Task goal -
Copy the entries below, replacing "slender tree trunk" with "narrow tree trunk" wherever it occurs and leaving everything else untouched.

________

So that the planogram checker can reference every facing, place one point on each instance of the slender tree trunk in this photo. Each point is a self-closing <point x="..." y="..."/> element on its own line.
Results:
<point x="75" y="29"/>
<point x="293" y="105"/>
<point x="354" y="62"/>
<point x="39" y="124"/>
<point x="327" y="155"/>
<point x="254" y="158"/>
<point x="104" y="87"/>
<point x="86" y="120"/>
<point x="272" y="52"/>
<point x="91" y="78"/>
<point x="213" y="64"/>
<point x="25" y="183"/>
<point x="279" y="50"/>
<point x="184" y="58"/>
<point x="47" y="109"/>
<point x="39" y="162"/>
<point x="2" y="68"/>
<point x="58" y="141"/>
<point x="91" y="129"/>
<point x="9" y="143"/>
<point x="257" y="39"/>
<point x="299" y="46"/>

________

Solution below -
So that the planogram checker can reference every facing, place one point on each instance of the narrow tree trunk in this photo. Each point is a self-closing <point x="..." y="..."/> element on its own line.
Results:
<point x="75" y="29"/>
<point x="293" y="105"/>
<point x="354" y="62"/>
<point x="39" y="124"/>
<point x="327" y="155"/>
<point x="254" y="158"/>
<point x="104" y="87"/>
<point x="86" y="120"/>
<point x="272" y="52"/>
<point x="91" y="78"/>
<point x="213" y="64"/>
<point x="25" y="183"/>
<point x="279" y="50"/>
<point x="184" y="58"/>
<point x="47" y="109"/>
<point x="39" y="162"/>
<point x="2" y="68"/>
<point x="58" y="141"/>
<point x="91" y="129"/>
<point x="9" y="143"/>
<point x="257" y="39"/>
<point x="299" y="46"/>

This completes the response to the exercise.